▶ **DIRECTIONS FOR THIS TASK**: In full and word for word, restate the lines of the listing.

▶ **STORED DATA**:
---*---

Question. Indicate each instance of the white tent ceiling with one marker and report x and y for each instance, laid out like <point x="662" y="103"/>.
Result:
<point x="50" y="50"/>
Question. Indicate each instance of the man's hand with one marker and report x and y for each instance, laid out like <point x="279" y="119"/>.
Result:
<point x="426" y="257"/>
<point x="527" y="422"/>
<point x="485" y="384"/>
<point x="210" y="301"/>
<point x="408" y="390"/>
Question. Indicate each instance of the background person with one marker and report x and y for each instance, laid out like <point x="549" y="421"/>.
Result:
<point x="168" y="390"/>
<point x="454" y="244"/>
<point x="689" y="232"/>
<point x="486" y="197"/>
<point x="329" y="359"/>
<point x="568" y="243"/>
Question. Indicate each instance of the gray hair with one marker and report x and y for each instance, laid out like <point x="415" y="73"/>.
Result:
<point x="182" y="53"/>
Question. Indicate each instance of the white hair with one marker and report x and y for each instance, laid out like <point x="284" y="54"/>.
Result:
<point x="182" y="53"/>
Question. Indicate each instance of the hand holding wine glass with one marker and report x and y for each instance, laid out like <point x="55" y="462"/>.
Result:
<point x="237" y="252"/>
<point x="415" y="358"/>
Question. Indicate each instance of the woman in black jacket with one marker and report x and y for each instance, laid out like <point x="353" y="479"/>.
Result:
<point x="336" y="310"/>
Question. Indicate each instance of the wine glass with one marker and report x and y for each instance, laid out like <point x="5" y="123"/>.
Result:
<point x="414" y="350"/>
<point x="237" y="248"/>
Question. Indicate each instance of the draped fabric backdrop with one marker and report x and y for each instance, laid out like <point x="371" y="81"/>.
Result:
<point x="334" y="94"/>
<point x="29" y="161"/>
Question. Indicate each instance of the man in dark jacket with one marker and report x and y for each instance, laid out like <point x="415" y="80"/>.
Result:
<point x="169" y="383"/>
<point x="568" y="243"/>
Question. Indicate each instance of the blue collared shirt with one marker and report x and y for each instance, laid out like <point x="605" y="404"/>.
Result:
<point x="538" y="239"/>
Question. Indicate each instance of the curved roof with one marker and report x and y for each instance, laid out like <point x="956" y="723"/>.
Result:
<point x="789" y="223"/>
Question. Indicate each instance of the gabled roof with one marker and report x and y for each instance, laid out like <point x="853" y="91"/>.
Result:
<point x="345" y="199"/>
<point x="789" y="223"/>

---*---

▶ **TASK OUTPUT**:
Question. Indicate each instance of the white tent ceiling with one marker and report x and y for each instance, laid out like <point x="662" y="103"/>.
Result:
<point x="50" y="50"/>
Question. Indicate each instance of the man's hand with one marker and report x and y for each instance, laid out like <point x="279" y="119"/>.
Result:
<point x="426" y="257"/>
<point x="527" y="422"/>
<point x="485" y="384"/>
<point x="210" y="301"/>
<point x="408" y="390"/>
Question. Indicate each instance of the background person with one marker and report x and y for each instance, laid out like <point x="549" y="421"/>.
Result:
<point x="168" y="390"/>
<point x="454" y="244"/>
<point x="689" y="232"/>
<point x="486" y="197"/>
<point x="329" y="359"/>
<point x="568" y="243"/>
Question. Indicate each instance of the gray hair with one marker and report x and y for each instance, laid out like <point x="415" y="73"/>.
Result:
<point x="182" y="53"/>
Question. Indicate each instance of the white hair with one marker and report x and y for each instance, laid out like <point x="284" y="54"/>.
Result:
<point x="182" y="53"/>
Question. Indicate each instance of the hand holding wine glass with one marker and report x and y for each instance, laid out like <point x="55" y="462"/>.
Result:
<point x="237" y="252"/>
<point x="415" y="358"/>
Question. Indicate each instance of the woman in black jacket with one marker and report x and y for each instance, laid out like <point x="353" y="479"/>.
Result:
<point x="336" y="310"/>
Question. Indicate each instance of the wine glass with one marker and report x and y for each instance, laid out like <point x="5" y="123"/>.
Result:
<point x="414" y="350"/>
<point x="237" y="248"/>
Question. Indicate each instance of the draped fabric backdrop with one marker and report x and y for each instance, laid out like <point x="371" y="81"/>.
Result:
<point x="334" y="94"/>
<point x="29" y="161"/>
Question. Indicate each instance of the man in dark jacket with one marker and report x and y for each instance, laid out like <point x="415" y="80"/>.
Result:
<point x="169" y="383"/>
<point x="568" y="243"/>
Question. Indicate each instance of the blue collared shirt with one marker and report x and y for each instance, laid out like <point x="605" y="404"/>.
Result:
<point x="538" y="239"/>
Question. Indicate each instance of the curved roof with one marker and report x and y for each instance, laid out like <point x="956" y="723"/>.
Result:
<point x="789" y="223"/>
Question. Indicate each instance of the gabled roof with one marker and report x and y for each instance, laid out like <point x="853" y="91"/>.
Result:
<point x="345" y="199"/>
<point x="789" y="223"/>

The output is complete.